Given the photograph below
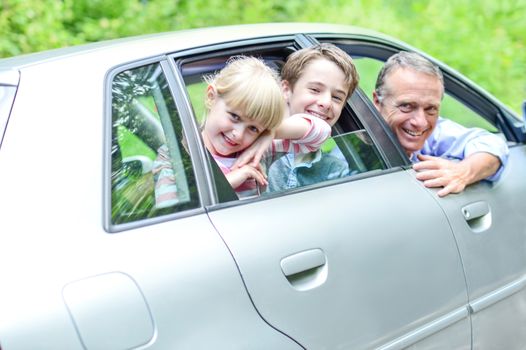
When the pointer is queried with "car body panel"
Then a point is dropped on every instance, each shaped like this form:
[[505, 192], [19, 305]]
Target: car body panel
[[373, 300], [64, 242], [495, 273]]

_ _ _ _ _

▶ **Instructions for the task**: Go to the line in the listing above that has "When the pointer" in it. Set down that line and each one after it, exactly.

▶ **Written response**:
When the pointer is queried with "car body panel"
Then a point is dropped on every instance, each shaped like this form:
[[505, 192], [19, 305]]
Target: car body panel
[[373, 300], [64, 242], [495, 273]]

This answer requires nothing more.